» **Section de texte**

^^^^

La mère reproche au psychologue de ne pas avoir été avertie de cette consultation ni d'avoir été convoquée "pour au minimum avoir ma version des faits". Elle lui reproche aussi "d'écrire des contre-vérités", dont elle fait une liste en se référant à des passages du compte rendu. Elle se dit "sidérée par les phrases et les mots" que le psychologue prête à son fils et s'étonne qu'il n'ait pas "décelé la manipulation du père" derrière ces propos.
Elle estime que le psychologue a pris indûment position en faveur du maintien de la résidence chez le père et que ses propos ont été "repris par le JAF", qui a considéré que l'enfant était "parfaitement adapté à la vie que son père peut lui offrir".
En post-scriptum, la mère fait état de ses démarches auprès de la DDASS pour vérifier l'inscription du psychologue sur la liste ADELI. Elle précise que celui-ci, qui n'était pas inscrit au moment de l'examen, y a été inscrit depuis, ses diplômes, obtenus antérieurement à l'examen, ayant été dûment authentifiés.

Documents joints :

  • copie du compte rendu de l’examen psychologique
  • copie des courriels échangés avec la DDASS
Posté le 17-12-2010 14:20:00

Avis et classification CNCDP

Année de la demande : 2009

Demandeur :
Particulier (Parent)

^^^^

» **Données fournies**
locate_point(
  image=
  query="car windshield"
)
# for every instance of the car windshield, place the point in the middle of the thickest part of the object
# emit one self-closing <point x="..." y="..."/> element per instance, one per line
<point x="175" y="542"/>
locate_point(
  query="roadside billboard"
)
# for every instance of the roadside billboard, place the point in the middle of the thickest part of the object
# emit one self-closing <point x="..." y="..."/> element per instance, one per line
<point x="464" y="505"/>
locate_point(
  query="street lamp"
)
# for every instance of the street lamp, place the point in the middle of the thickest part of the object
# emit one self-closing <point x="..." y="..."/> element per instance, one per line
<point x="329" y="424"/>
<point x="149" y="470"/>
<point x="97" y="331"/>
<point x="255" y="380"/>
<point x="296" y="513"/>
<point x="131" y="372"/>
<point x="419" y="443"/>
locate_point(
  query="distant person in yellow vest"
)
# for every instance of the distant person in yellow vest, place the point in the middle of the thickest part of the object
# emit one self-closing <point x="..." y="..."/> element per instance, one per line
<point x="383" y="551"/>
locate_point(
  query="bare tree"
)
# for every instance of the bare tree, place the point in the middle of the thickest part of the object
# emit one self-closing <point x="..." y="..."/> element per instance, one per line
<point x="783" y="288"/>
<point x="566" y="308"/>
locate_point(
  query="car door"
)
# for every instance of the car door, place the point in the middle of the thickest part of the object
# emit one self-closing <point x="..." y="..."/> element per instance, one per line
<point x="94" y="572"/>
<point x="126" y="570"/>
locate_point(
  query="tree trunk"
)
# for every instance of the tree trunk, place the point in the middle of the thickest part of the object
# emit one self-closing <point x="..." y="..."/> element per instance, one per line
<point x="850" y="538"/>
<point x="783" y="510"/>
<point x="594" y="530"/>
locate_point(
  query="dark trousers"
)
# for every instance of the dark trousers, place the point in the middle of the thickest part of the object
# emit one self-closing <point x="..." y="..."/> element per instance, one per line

^^^^

» **Actions demandées**
1. Recopiez le passage de l'extrait sur la réclamation de la mère qui débute par « En post-scriptum, la » et se poursuit jusqu'à « Particulier (Parent) ».
2. Relevez chacun des sigles figurant dans l'extrait sur la réclamation de la mère, en ne citant chacun qu'une fois.
Les entrées proviennent d'une autre source.

» **Réponses attendues**
1.
En post-scriptum, la mère fait état de ses démarches auprès de la DDASS pour vérifier l'inscription du psychologue sur la liste ADELI. Elle précise que celui-ci, qui n'était pas inscrit au moment de l'examen, y a été inscrit depuis, ses diplômes, obtenus antérieurement à l'examen, ayant été dûment authentifiés.

Documents joints :

  • copie du compte rendu de l’examen psychologique
  • copie des courriels échangés avec la DDASS
Posté le 17-12-2010 14:20:00

Avis et classification CNCDP

Année de la demande : 2009

Demandeur :
Particulier (Parent)

2.
JAF
DDASS
ADELI
CNCDP